**EXERCISE DIRECTIONS:**
Write out the whole of the material exactly.

**SOURCE RECORDS:**
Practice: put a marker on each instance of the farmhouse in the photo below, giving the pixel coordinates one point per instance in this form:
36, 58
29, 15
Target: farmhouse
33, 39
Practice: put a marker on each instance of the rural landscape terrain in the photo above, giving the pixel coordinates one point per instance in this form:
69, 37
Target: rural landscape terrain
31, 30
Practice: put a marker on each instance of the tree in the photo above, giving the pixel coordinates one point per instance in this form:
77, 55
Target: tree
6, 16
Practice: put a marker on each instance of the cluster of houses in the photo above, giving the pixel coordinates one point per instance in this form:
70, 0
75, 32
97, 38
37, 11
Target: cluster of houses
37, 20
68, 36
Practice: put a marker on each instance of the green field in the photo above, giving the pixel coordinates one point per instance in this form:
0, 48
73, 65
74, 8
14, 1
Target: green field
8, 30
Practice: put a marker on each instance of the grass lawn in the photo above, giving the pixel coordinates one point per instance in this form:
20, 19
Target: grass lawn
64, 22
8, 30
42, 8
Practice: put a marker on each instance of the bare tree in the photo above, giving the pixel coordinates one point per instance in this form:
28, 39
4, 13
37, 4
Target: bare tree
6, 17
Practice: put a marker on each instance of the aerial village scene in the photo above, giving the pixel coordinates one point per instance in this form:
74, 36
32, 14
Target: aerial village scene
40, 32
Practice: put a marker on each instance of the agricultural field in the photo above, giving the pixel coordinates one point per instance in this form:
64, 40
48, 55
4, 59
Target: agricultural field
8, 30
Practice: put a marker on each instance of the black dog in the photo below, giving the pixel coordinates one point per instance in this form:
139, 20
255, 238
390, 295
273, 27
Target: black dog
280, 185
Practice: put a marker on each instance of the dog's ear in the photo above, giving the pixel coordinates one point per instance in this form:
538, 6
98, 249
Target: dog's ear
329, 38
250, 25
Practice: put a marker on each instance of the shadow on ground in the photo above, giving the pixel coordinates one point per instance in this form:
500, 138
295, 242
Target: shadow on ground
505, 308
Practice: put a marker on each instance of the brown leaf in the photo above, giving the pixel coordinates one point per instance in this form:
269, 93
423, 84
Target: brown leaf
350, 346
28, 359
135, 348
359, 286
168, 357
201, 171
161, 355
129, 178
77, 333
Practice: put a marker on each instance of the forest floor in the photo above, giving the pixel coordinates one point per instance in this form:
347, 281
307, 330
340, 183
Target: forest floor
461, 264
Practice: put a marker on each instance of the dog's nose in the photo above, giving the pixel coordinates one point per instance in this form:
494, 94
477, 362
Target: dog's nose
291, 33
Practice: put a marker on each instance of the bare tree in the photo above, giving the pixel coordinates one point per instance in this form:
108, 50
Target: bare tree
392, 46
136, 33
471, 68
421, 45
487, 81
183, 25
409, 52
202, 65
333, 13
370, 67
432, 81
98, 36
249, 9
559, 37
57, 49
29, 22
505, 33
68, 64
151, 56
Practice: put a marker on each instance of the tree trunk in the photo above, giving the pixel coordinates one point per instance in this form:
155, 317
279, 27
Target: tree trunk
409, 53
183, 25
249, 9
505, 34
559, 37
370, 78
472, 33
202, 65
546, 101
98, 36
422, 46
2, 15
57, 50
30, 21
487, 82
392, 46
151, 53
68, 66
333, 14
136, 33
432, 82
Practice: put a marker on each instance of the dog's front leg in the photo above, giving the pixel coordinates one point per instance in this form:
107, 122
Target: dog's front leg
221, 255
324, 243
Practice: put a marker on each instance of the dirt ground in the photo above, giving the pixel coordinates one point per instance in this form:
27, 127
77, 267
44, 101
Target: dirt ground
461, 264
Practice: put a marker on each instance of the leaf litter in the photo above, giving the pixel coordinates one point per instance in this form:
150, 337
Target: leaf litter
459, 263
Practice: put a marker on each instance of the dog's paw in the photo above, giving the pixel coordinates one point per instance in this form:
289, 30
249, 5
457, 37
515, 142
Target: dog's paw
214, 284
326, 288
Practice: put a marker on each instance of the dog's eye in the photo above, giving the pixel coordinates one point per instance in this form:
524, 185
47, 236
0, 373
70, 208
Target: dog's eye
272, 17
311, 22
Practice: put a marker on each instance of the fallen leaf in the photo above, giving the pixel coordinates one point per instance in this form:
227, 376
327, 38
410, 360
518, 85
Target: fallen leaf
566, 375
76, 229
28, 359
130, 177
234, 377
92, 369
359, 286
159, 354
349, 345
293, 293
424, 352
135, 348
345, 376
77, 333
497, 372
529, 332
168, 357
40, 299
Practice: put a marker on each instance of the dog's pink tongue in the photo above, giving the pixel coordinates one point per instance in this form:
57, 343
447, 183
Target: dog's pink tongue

**RESULT FOR THIS EXERCISE:**
Practice: put a marker on each instance of the farmhouse in the photo below, giving the pixel coordinates one point per instance in this form:
36, 58
29, 15
Target: farmhouse
33, 39
Practice: put a marker on each instance of the rural landscape terrain in the photo above, giving the pixel coordinates one point per instance in this form:
69, 37
Target: rural landscape terrain
31, 30
Practice: put a marker on each instance of the tree in the photo above, giving the pixel coordinates one point per instance in this form:
77, 55
Target: tree
6, 16
Practice: put a marker on each instance of the cluster of houses in the photo above, giving the pixel coordinates one point per instance in this form:
70, 0
75, 32
97, 38
37, 11
Target: cluster of houses
37, 20
68, 36
Practice: put a marker on each instance of the green field in the photo above, giving the pixel coordinates one point per instance in this form:
0, 48
73, 65
74, 8
14, 1
Target: green field
8, 30
Practice: put a marker on each instance of the grass lawn in the photo above, giving the pixel coordinates one point per instance in this form:
20, 19
Target: grass lawn
64, 22
8, 30
42, 8
Practice: put a marker on each instance of the bare tree in the photo above, giving the pixel coordinates one point per instance in this form:
28, 39
4, 13
37, 4
Target: bare tree
6, 17
Practice: put a marker on each instance of the aerial village scene in the photo above, giving the pixel coordinates one point per instance in this form:
74, 36
32, 14
Target: aerial village scene
40, 32
Practice: put a marker on each instance of the agricultural field in the photo above, giving the pixel coordinates one point per instance in this form:
64, 40
48, 55
4, 59
Target: agricultural field
8, 30
Practice: put a marker on each instance of the black dog in the photo below, giving the pixel coordinates one point per instance in this form:
139, 20
255, 238
390, 295
273, 27
Target: black dog
280, 185
Practice: put a marker on each instance of the dog's ear in the photo above, giving the pixel coordinates one point per instance in this form:
538, 6
98, 249
Target: dog's ear
329, 38
250, 25
Practice: put a marker on each instance of the shadow on ground in the photo above, giving the pixel coordinates one point per instance in this form:
500, 138
295, 242
Target: shadow on ground
505, 308
Practice: put a marker on each instance of the brown leaf in the photo above, giving the pixel coordinates one point per instance in this form:
269, 93
423, 84
Target: brown leaf
350, 346
28, 359
135, 348
359, 286
168, 357
201, 171
161, 355
129, 178
77, 333
Practice: put a marker on each instance of the forest floor in the photo above, giving the pixel coordinates one point per instance in this form:
347, 281
307, 330
340, 183
Target: forest floor
461, 264
Practice: put a marker on each instance of the dog's nose in the photo above, giving the pixel coordinates one point per instance in this form:
494, 94
477, 362
Target: dog's nose
291, 33
Practice: put a marker on each instance of the bare tree in the photo above, giving the pixel coordinates one point per instance in this form:
108, 50
Target: bare tree
392, 46
136, 33
471, 68
421, 45
487, 81
183, 25
409, 52
202, 65
333, 13
370, 67
432, 81
98, 36
249, 9
559, 37
57, 49
29, 22
505, 33
68, 64
151, 56
Practice: put a marker on each instance of the tree trunk in the photo above, giving the pixel coordinates one point per instance in this form:
155, 317
279, 27
Target: tree trunk
409, 53
183, 25
249, 9
505, 34
559, 37
370, 78
472, 33
202, 65
546, 101
98, 36
422, 46
2, 15
57, 50
30, 21
487, 82
392, 46
151, 53
68, 66
333, 14
136, 33
432, 82
Practice: put a marker on each instance of the dog's front leg in the photo above, giving the pixel coordinates one point per instance in this form:
107, 122
Target: dog's front leg
221, 255
324, 243
Practice: put a marker on each instance of the dirt ground in the photo above, giving the pixel coordinates one point per instance in this form:
27, 127
77, 267
44, 101
Target: dirt ground
461, 264
Practice: put a marker on each instance of the leaf litter in the photo above, giving the pixel coordinates one point per instance in this form:
150, 337
Target: leaf litter
459, 263
Practice: put a marker on each instance of the dog's paw in the photo above, giving the pixel coordinates one point per instance in this form:
289, 30
249, 5
457, 37
515, 142
Target: dog's paw
214, 284
326, 288
Practice: put a marker on each instance of the dog's eye in the photo above, giving the pixel coordinates one point per instance in this form:
524, 185
47, 236
0, 373
70, 208
Target: dog's eye
272, 17
311, 22
Practice: put a marker on each instance of the fallen leaf in the photo above, giving the pixel coordinates one point per instance in this form:
227, 376
327, 38
410, 360
518, 85
Target: fallen leaf
566, 375
76, 229
28, 359
130, 177
234, 377
92, 369
359, 286
159, 354
349, 345
293, 293
424, 352
135, 348
345, 376
77, 333
497, 372
529, 332
168, 357
40, 299
Practice: put a marker on each instance of the dog's pink tongue in the photo above, giving the pixel coordinates one point per instance in this form:
57, 343
447, 183
Target: dog's pink tongue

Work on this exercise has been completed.